What to work on:
Answer each question using the forum thread about exterior brick waterproofing sealant.
(a) According to the Home Depot guide quoted in the thread, what do sealers allow to move through the material?
(b) At what areas does oldognewtrick say water migration through mortar is especially common?
(c) What decade is the brick house described by asbestos from?

Selected excerpt:
((

# Exterior Brick Waterproofing Sealant



## billhead1 (Jun 23, 2012)

I had never heard of applying a waterproofing compound to exterior brick to prevent cracking from moisture intrusion during freezing conditions, but a contractor proposed and applied it to a neighbor's house. All exterior brick is located above the foundation curb, above grade. Is this a recommended practice? What is the maximum recommended pressure for pressure washing to avoid damaging bricks/mortar? According to Home Depot's Buying Guide for Waterproofers, "Waterproofers stop the flow of water through concrete while sealers only repel water. However, sealers do repel water and allow water vapor to move through the material. Apply these products to brick, concrete, block, stucco or other masonry material."


----------



## BridgeMan (Jun 26, 2012)

A great source of revenue for the manufacturers, suppliers and installers, but I question the need for doing so.  Millions of brick structures have never been sealed with anything, and are still performing reasonably well in all kinds of weather conditions.


----------



## oldognewtrick (Jun 26, 2012)

Bridgeman, I see a lot of issues with water migration through mortar, especially at chimney areas. When you can run your finger along a mortar joint and it looks like your running your finger through a sand box, theres usually an issue with water intrusion.


----------



## asbestos (Jun 26, 2012)

We have a brick house (well mostly brick anyway) it's from the 1950's and I have put some sealant on it, a penetrating sealant. I am not so worried about the bricks as I don't want to much moisture soaking in and gettin to the wood underneath. The tarpaper  they put on is not in the best shape. So I figure the less water getting to it the better.

))

Excerpted data:
((

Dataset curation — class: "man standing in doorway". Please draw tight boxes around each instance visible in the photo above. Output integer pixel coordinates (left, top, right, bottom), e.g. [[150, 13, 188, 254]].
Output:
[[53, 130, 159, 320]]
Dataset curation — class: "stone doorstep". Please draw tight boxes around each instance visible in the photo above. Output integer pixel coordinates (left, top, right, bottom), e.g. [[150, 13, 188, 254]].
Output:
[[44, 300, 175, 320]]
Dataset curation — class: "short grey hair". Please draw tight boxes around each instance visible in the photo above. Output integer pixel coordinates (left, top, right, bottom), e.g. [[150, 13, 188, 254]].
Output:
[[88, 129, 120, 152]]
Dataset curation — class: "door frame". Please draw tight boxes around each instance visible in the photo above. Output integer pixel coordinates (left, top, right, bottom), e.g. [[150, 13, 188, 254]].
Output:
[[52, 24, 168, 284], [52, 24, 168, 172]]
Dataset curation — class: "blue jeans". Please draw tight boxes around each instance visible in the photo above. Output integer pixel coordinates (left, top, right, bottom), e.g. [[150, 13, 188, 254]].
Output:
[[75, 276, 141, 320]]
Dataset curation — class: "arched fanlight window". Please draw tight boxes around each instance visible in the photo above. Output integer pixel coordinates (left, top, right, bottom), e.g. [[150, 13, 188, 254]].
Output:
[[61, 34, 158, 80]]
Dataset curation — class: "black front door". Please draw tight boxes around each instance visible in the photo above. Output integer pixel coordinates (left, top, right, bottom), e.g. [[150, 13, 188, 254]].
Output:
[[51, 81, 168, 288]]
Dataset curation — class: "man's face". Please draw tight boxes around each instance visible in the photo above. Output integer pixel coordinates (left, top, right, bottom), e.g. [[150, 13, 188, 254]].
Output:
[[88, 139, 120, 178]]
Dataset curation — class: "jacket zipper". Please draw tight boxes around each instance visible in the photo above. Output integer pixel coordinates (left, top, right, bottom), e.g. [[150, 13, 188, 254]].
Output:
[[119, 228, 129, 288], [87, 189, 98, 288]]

))

Solved exercise:
(a) Water vapor.
(b) Chimney areas.
(c) The 1950s.